++++ Data extract

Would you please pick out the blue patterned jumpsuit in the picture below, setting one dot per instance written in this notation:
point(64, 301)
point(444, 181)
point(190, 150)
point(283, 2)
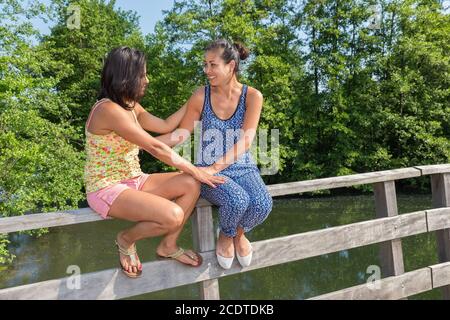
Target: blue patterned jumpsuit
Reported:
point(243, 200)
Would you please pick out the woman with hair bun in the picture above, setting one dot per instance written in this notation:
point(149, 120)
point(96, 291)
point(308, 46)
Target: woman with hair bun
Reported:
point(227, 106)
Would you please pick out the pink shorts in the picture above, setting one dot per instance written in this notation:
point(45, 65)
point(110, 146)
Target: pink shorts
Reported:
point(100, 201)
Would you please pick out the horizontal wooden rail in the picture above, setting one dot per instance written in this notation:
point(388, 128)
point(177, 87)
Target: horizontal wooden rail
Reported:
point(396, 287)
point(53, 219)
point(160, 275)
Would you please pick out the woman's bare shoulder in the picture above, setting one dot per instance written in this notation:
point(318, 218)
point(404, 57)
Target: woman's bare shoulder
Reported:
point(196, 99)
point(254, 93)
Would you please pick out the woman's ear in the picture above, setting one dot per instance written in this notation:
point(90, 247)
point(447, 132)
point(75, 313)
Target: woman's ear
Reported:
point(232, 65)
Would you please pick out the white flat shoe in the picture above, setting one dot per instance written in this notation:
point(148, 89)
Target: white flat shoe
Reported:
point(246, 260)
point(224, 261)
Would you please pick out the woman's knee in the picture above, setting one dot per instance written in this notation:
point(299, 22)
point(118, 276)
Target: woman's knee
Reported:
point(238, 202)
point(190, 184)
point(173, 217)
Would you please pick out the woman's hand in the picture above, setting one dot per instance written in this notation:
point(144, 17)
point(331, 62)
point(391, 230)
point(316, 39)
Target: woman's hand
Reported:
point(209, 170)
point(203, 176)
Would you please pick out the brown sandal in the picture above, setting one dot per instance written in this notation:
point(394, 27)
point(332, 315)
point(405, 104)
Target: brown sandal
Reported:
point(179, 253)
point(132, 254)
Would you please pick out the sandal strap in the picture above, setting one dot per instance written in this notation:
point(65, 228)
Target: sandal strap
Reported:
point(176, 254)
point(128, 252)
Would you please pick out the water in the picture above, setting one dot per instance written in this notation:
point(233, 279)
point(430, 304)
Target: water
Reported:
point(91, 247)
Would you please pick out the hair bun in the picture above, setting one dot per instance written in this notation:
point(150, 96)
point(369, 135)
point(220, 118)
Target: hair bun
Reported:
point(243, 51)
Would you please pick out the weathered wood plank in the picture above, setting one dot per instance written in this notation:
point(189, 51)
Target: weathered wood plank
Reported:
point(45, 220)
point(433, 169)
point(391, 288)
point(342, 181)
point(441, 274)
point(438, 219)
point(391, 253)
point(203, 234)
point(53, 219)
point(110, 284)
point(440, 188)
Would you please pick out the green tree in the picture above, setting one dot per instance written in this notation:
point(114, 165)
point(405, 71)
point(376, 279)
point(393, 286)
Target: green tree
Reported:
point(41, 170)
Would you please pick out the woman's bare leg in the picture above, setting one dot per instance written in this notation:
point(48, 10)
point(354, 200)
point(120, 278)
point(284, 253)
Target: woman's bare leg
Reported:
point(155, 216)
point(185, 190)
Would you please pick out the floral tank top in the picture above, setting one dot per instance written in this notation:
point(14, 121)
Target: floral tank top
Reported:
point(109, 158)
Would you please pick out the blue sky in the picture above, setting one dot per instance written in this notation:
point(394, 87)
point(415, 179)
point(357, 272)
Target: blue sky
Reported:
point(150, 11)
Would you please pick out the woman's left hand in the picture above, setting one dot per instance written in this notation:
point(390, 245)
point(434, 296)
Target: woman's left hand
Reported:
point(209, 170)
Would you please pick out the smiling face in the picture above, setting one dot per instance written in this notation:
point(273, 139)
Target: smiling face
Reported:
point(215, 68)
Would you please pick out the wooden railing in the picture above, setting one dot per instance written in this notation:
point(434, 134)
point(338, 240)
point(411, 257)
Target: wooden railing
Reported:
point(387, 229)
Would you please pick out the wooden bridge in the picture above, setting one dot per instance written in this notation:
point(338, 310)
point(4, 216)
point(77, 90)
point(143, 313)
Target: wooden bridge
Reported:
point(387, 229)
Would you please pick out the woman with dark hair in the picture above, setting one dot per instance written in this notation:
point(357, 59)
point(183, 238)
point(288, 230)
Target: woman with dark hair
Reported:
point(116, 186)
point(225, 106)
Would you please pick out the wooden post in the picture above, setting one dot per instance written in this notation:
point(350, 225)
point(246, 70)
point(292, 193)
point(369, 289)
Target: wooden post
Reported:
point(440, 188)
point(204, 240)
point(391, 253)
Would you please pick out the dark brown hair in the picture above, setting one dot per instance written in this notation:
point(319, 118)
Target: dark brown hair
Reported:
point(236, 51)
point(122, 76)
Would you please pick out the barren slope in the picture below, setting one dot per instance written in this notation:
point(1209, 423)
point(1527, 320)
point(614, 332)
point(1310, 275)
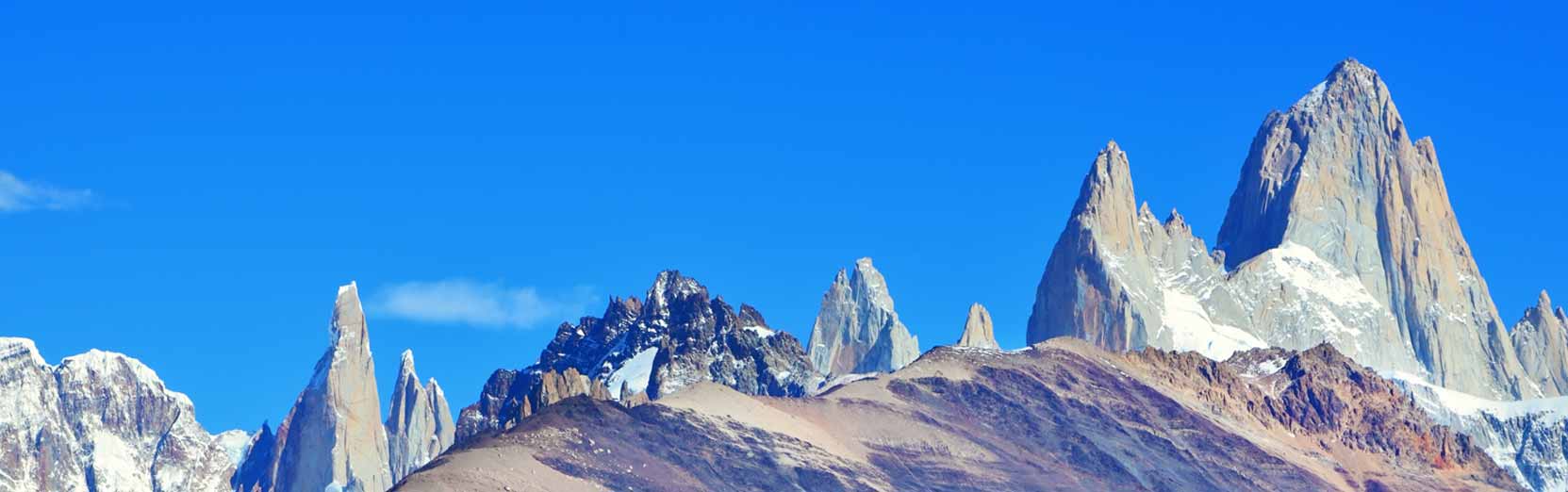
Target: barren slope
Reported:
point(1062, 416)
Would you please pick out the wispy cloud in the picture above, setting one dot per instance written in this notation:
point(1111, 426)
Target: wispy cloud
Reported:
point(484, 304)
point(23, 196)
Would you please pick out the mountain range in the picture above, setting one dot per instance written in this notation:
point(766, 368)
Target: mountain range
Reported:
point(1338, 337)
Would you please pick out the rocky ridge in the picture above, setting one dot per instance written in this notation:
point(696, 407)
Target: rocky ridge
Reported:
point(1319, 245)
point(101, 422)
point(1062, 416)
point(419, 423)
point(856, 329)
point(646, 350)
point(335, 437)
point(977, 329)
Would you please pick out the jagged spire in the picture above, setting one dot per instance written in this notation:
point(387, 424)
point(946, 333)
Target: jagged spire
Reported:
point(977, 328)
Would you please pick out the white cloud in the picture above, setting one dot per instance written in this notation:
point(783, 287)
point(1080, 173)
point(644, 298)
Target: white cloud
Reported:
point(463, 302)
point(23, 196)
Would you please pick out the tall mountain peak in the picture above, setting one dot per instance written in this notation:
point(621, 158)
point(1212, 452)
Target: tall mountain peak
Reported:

++++++++

Reproduce every line above as written, skipping pictures.

Correct answer:
Would you please pick out the blue patterned jumpsuit in the picture below, setting one dot per instance written in this notation:
point(64, 301)
point(444, 181)
point(190, 150)
point(283, 2)
Target: blue patterned jumpsuit
Reported:
point(243, 200)
Would you please pick out the woman with hair bun in the picture above, setting one dot per instance written in this notation:
point(149, 120)
point(96, 291)
point(308, 46)
Target: woman with hair bun
Reported:
point(227, 106)
Would you please pick out the pink shorts in the picture above, setting one dot per instance written in this notation:
point(45, 65)
point(110, 146)
Target: pink shorts
Reported:
point(100, 201)
Would you please pick out the horizontal wooden rail in the picture above, setting one dot per instance written in this notation:
point(388, 128)
point(177, 87)
Target: horizontal wooden rail
Reported:
point(396, 287)
point(53, 219)
point(160, 275)
Would you please pick out the woman's bare shoulder in the picture above, setting one dot per instance written in this notation:
point(318, 218)
point(404, 57)
Target: woman's bare shoulder
Reported:
point(196, 99)
point(254, 93)
Would you please pick out the woman's ear in the picture above, setting one dot per instance written in this notation:
point(90, 247)
point(447, 132)
point(75, 313)
Target: woman's ear
Reported:
point(232, 65)
Would you please pick out the white flat shoe in the picture above, setting one dot per instance written in this notation:
point(148, 89)
Target: white flat shoe
Reported:
point(246, 260)
point(224, 261)
Would you please pick out the woman's knee in the picture above, setting one dot per instance written in this notation:
point(299, 22)
point(118, 276)
Target: woman's knee
Reported:
point(238, 202)
point(190, 184)
point(173, 217)
Would you please pick out the woman's hand in the picture above, setting one dot per instance written in this notation:
point(144, 17)
point(331, 62)
point(391, 230)
point(316, 39)
Target: woman's hand
Reported:
point(209, 170)
point(203, 176)
Would you please pick out the brown sandal in the picture above, setting one dot per instance written in this notation:
point(394, 27)
point(332, 315)
point(405, 104)
Target: brown sandal
Reported:
point(179, 253)
point(132, 254)
Would you please pick out the sandal strap in the picture above, setting one dot per instance written in this notation:
point(65, 228)
Target: sandal strap
Reported:
point(176, 254)
point(128, 252)
Would you please pick out the water in the picture above, setting one dot per instance written in this notation:
point(233, 279)
point(430, 304)
Target: water
Reported:
point(91, 247)
Would you please pick out the hair bun in the picture above, setting one dot per instance written in this notation:
point(150, 96)
point(369, 135)
point(220, 118)
Target: hair bun
Reported:
point(243, 51)
Would you please pick out the weathered wood plank in the picture above, setting one dot per instance written in this notation:
point(189, 51)
Target: weathered wood plank
Reported:
point(45, 220)
point(433, 169)
point(391, 288)
point(342, 181)
point(441, 274)
point(438, 219)
point(391, 253)
point(203, 234)
point(53, 219)
point(110, 284)
point(440, 188)
Would you please pick out the green tree in the picture above, setting one dot per instance written in this notation:
point(114, 165)
point(405, 71)
point(376, 279)
point(393, 286)
Target: green tree
Reported:
point(41, 170)
Would you please pick out the woman's bare leg in the picture above, setting one dot per instance written in this notation:
point(48, 10)
point(354, 200)
point(120, 278)
point(284, 253)
Target: woman's bare leg
Reported:
point(155, 216)
point(185, 190)
Would you please pick out the floral tank top in the picture above, setting one dot per instance written in this notation:
point(14, 121)
Target: floral tank top
Reported:
point(109, 158)
Would you please pick out the blue sky in the picture above, setting one dot per instance written in this notation:
point(394, 87)
point(415, 179)
point(357, 272)
Target: blue sky
Reported:
point(150, 11)
Would you please pick out the woman's left hand in the picture above, setting one dot per instance written in this notation:
point(390, 245)
point(434, 296)
Target: woman's left hand
Reported:
point(209, 170)
Would you please pick out the smiling face in the picture above, setting one dot per instance written in this notation:
point(273, 139)
Target: smiling face
Reported:
point(215, 68)
Would you please pick out the wooden railing in the picture above, setting one dot per instance written in this notation:
point(434, 134)
point(338, 240)
point(411, 257)
Target: wooden railing
Reported:
point(387, 229)
Would you please pick out the wooden bridge in the picture above, setting one dot per instance written in this notation:
point(338, 310)
point(4, 216)
point(77, 90)
point(143, 313)
Target: wooden bridge
Reported:
point(387, 229)
Would you please pick out the woman with dark hair in the picture above, setting one dot per instance written in this notation:
point(357, 59)
point(183, 238)
point(288, 230)
Target: woman with dark hair
Reported:
point(116, 186)
point(225, 106)
Would you please pick out the wooden post in the picture above, setting one dot per instance written in this notation:
point(350, 225)
point(246, 70)
point(292, 193)
point(369, 289)
Target: wooden post
Reported:
point(440, 188)
point(204, 240)
point(391, 253)
Would you please pick out the dark brown hair in the picture above, setting one dot per instance written in this notation:
point(319, 118)
Target: dark brown hair
Reported:
point(236, 51)
point(122, 76)
Would you please pick out the barren slope in the picture below, setting one dot per instance written in this notation:
point(1209, 423)
point(1527, 320)
point(614, 332)
point(1310, 275)
Target: barren slope
Reported:
point(1062, 416)
Would you please pick out the wispy cloud in the picture above, setting one dot per instance written in this notation:
point(1111, 426)
Target: wispy cloud
Reported:
point(484, 304)
point(23, 196)
Would you please pick out the mountain range in the picture above, setting one dot per instance written in this notation:
point(766, 368)
Target: mountain range
Reported:
point(1338, 337)
Would you please pick out the rocky ridge in the picture above, setting one dot per instance written in this notation:
point(696, 407)
Target: rocky ridge
Reported:
point(1319, 245)
point(101, 422)
point(1062, 416)
point(419, 423)
point(856, 329)
point(646, 350)
point(335, 437)
point(977, 329)
Would you please pick out the jagged spire in the picture above, setting one dot per instance written in this notation:
point(387, 424)
point(946, 333)
Target: jagged spire
Reported:
point(977, 328)
Would you please pick out the white cloud in the picture above, setting one dot per instance written in this notation:
point(783, 287)
point(1080, 173)
point(644, 298)
Target: white cloud
Reported:
point(463, 302)
point(23, 196)
Would you please pick out the tall mountain peak in the picture above, setting one dot per instance written in this notation:
point(621, 158)
point(1212, 452)
Target: tall mountain peak
Reported:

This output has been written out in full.